Begin EXTRACTED DATA

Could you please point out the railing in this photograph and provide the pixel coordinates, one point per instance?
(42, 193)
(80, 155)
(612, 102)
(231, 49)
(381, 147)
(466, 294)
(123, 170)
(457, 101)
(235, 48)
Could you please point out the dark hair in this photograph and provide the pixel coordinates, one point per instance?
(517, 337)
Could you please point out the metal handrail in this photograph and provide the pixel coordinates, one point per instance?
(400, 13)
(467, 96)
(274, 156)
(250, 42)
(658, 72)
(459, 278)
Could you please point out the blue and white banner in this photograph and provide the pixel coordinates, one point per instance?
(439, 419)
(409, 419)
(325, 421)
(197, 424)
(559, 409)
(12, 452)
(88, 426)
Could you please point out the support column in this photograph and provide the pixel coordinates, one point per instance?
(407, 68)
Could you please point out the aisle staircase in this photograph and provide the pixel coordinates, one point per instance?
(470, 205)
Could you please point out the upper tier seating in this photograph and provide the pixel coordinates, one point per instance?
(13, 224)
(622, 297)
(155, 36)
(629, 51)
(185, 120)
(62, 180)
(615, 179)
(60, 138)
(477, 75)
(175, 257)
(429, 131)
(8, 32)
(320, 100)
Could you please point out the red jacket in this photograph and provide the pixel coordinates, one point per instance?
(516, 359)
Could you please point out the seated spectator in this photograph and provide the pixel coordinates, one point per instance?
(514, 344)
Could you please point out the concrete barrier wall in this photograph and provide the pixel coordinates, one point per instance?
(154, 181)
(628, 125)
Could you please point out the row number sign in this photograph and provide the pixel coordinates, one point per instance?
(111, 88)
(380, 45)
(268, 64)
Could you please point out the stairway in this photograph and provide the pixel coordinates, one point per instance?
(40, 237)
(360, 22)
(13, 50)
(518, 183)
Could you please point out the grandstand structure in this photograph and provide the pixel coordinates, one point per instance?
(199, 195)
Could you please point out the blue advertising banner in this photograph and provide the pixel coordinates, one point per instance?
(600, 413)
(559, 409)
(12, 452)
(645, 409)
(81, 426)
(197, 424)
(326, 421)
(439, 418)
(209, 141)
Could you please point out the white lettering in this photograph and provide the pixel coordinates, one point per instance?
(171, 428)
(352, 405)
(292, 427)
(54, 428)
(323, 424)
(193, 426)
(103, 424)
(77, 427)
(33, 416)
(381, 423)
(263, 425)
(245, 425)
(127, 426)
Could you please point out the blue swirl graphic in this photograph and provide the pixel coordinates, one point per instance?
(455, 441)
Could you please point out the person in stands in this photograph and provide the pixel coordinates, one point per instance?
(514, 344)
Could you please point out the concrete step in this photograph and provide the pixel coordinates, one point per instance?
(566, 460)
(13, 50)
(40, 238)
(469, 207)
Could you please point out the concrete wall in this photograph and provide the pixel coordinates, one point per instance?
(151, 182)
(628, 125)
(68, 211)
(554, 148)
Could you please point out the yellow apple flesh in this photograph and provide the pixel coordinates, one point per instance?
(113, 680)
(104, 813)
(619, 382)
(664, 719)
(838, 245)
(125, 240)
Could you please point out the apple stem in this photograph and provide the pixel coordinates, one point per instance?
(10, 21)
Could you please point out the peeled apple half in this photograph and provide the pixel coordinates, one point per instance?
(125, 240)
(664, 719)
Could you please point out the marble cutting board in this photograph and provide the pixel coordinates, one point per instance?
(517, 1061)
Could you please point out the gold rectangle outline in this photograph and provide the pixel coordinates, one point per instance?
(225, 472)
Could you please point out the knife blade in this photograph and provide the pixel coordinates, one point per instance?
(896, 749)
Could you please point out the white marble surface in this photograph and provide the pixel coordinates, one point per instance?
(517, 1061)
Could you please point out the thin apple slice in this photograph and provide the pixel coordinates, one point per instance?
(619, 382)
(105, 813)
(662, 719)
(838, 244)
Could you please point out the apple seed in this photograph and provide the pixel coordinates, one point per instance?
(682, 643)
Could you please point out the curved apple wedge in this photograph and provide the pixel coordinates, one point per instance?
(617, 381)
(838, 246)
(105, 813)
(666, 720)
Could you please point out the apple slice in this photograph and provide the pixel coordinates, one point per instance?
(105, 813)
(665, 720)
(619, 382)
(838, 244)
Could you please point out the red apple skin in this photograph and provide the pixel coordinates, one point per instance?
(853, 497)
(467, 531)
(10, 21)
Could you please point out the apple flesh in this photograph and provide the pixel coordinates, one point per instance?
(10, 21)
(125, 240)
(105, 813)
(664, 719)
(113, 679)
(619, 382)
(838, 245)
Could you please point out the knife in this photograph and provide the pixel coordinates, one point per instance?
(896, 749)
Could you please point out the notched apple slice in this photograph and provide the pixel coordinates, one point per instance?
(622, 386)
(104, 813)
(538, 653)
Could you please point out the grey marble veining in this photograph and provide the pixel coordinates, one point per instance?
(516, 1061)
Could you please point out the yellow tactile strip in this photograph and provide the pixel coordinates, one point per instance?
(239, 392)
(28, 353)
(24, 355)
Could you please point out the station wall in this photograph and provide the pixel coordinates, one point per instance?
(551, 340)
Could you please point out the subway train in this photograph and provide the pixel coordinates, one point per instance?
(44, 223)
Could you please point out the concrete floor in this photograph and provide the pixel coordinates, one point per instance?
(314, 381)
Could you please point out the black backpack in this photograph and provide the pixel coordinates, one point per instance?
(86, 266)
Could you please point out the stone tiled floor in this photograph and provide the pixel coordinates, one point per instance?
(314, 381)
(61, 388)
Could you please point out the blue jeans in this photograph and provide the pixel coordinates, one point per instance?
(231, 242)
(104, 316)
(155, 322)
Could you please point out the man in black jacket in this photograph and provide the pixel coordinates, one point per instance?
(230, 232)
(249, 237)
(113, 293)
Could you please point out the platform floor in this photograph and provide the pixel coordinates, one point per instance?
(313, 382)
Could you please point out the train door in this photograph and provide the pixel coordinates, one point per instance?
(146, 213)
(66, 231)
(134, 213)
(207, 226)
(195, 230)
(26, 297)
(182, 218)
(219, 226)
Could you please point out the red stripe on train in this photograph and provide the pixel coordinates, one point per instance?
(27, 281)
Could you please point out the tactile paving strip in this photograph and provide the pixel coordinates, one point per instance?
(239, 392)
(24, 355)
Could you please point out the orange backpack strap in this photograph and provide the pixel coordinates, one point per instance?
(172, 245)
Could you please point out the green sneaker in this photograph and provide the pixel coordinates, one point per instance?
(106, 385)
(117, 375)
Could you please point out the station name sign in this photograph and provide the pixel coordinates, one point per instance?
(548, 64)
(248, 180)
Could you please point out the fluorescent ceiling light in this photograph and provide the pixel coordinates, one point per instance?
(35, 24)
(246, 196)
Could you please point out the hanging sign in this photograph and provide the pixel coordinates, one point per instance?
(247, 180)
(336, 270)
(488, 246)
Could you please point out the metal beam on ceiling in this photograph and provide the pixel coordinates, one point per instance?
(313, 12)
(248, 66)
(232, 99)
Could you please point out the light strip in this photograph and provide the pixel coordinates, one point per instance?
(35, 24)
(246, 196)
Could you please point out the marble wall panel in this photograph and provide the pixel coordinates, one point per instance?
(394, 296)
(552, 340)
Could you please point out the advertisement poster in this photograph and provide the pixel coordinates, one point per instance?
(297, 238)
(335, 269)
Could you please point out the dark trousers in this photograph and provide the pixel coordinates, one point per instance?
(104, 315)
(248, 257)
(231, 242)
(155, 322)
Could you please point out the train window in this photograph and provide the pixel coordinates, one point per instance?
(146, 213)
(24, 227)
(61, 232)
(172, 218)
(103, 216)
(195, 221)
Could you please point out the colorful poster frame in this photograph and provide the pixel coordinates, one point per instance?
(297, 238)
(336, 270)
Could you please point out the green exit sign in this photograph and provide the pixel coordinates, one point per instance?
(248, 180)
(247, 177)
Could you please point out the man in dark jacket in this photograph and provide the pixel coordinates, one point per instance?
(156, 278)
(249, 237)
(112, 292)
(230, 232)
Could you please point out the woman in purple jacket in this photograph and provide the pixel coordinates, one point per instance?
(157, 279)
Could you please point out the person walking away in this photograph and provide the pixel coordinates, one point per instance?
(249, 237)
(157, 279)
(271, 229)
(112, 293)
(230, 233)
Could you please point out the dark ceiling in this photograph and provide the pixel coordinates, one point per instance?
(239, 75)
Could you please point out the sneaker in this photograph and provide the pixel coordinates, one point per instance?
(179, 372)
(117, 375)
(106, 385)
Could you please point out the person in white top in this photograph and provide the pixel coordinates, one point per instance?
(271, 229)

End EXTRACTED DATA

**DIRECTIONS:** Starting with the line that contains "Could you please point out the green exit", reproduce every line word for word through the end of the entries.

**CORRECT ANSWER:**
Could you please point out the green exit sign in this photograph and provide the pixel coordinates, one point per instance?
(248, 180)
(247, 177)
Could you please point out the man in dark jacket in this photograph and provide the pixel coordinates, one point per instance?
(156, 278)
(249, 237)
(112, 292)
(230, 232)
Could you please point out the woman in purple jacket in this photograph and provide the pixel coordinates, one point per instance?
(157, 279)
Could you please point out the person walking away in this photograph and provide the pixel coordinates, one point per instance?
(249, 237)
(157, 279)
(271, 229)
(112, 293)
(230, 233)
Could you please point out the dark ceiling in this photograph and provide the pixel coordinates, one point per instance?
(239, 75)
Could you please point out the sneaker in this photograph and provide the pixel coordinates, one point per instance?
(179, 372)
(117, 375)
(106, 385)
Could you please point out the person in white top in this photograph and provide the pixel coordinates, one point per instance?
(271, 229)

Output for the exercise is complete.